##### DATA PROVIDED #####

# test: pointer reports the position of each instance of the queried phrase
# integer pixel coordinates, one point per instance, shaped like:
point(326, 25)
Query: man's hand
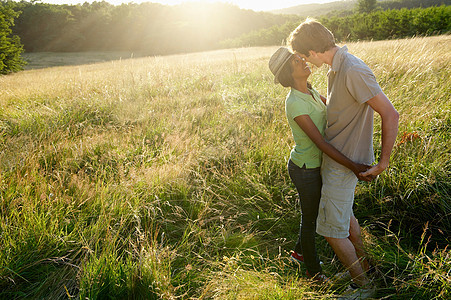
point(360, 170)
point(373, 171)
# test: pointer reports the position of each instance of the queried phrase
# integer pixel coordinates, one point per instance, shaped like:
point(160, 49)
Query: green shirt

#####
##### DATA PROVIDED #####

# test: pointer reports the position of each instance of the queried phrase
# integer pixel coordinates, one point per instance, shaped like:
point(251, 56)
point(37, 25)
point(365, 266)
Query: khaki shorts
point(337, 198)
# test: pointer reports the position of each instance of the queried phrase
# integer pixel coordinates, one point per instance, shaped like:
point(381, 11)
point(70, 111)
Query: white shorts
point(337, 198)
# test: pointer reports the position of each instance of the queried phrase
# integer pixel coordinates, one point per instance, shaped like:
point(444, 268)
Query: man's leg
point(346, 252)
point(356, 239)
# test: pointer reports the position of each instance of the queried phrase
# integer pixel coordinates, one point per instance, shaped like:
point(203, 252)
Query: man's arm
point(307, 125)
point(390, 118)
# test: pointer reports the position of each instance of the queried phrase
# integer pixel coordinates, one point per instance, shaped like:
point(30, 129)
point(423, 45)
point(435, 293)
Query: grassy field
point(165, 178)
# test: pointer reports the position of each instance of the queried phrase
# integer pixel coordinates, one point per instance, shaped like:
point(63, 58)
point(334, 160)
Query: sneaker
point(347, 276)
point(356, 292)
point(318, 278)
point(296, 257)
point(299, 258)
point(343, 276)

#####

• **STATED PROBLEM**
Find each line in the records above that contains the string "Query" with the same capitalization, and copy those lines.

• **COMPLETE OUTPUT**
Query: man's hand
Query: green shirt
Query: khaki shorts
Query: white shorts
Query: man's leg
Query: man's arm
Query: grassy field
Query: sneaker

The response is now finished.